### TEXTE
Éprouvettes médicales. Crédits photos: Nicolas DUPREY: CD 78 (Flickr)

Essayez de vous faire tester à Paris et vous allez voir, on met du temps. Et la préoccupation c’est que les patients avec les symptômes ou les cas contacts ne peuvent pas se faire tester. Aujourd’hui on considère qu’un patient ou sujet-contact doit mettre 5 jours à se faire tester, ensuite il y a l’attente des résultats qui dure de 48 h-72 h, donc vous êtes à 7 à 9 jours. Vous êtes contagieux 2 jours avant les premiers symptômes. En gros vous êtes contagieux 9 à 11 jours en France sans avoir la certitude que vous l’êtes. Il y a plusieurs manières d’agir : soit on s’isole, soit on teste vite. La mesure à prendre consiste à donner la priorité aux sujets-contact et aux patients. Alors comment on fait ? Il faut exiger désormais des ordonnances d’un médecin, mais il ne faut pas recréer le boulot d’étranglement que l’on a dans les labos chez les médecins donc donner la possibilité à titre exceptionnel aux pharmaciens, aux infirmiers libéraux, aux kinésithérapeutes, aux professionnels de la santé en général de faire des prescriptions de PCR… et ces gens-là seront prioritaires. 

Et puis deuxième mesure, je crois, de faire en sorte que le test ne soit plus gratuit quand il n’y a pas d’ordonnance. C’est cet ensemble qui fait que nous avons un vrai sujet d’organisation qui pourrait être réglé et qui m’inquiète.

### MATÉRIEL D'ÉTUDE
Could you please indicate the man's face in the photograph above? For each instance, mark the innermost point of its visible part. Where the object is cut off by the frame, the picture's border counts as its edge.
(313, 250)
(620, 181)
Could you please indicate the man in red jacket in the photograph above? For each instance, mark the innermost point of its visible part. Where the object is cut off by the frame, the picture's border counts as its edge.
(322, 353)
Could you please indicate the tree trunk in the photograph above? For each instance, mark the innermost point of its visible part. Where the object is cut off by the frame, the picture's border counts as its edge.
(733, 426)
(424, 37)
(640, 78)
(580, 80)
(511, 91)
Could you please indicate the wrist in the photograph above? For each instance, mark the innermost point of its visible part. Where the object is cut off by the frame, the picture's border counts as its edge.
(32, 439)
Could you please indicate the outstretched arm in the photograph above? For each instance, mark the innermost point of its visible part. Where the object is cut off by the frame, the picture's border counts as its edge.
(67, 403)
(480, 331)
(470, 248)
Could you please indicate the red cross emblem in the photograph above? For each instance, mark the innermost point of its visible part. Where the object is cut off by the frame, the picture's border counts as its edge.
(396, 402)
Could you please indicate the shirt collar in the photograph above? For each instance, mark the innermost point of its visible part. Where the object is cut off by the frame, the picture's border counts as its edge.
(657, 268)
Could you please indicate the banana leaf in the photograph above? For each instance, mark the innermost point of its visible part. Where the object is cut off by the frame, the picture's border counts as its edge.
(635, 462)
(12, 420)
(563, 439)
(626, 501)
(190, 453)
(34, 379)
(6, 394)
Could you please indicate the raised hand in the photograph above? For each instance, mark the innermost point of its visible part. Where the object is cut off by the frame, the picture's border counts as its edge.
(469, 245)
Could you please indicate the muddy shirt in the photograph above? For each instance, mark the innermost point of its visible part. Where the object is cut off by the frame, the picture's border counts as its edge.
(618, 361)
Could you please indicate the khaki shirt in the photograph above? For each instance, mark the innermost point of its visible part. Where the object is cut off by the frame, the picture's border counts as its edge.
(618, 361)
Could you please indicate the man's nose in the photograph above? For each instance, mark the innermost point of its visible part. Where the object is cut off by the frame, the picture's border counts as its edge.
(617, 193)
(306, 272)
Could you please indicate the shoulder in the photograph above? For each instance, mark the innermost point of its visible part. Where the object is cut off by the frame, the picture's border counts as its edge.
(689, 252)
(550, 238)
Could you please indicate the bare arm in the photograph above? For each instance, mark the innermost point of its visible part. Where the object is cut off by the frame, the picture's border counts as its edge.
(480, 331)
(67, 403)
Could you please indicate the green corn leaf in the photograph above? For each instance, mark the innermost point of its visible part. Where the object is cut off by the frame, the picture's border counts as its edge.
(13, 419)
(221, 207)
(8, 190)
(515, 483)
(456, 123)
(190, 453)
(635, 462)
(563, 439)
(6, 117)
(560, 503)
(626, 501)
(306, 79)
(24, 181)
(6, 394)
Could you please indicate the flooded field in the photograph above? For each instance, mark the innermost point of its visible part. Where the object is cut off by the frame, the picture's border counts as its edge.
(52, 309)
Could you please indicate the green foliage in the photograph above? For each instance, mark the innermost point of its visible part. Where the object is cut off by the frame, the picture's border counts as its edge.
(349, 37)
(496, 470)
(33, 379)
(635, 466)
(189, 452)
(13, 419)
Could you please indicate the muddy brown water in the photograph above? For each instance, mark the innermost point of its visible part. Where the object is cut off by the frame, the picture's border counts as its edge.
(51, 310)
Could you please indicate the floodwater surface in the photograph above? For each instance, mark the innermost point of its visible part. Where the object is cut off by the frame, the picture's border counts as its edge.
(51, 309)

### CONSIGNE
Modifiez le passage du texte sur le dépistage qui va de « Et puis deuxième » jusqu'à « et qui m’inquiète. » : recopiez-le en remplaçant « gratuit » par « remboursé ».

### RÉPONSE
Et puis deuxième mesure, je crois, de faire en sorte que le test ne soit plus remboursé quand il n’y a pas d’ordonnance. C’est cet ensemble qui fait que nous avons un vrai sujet d’organisation qui pourrait être réglé et qui m’inquiète.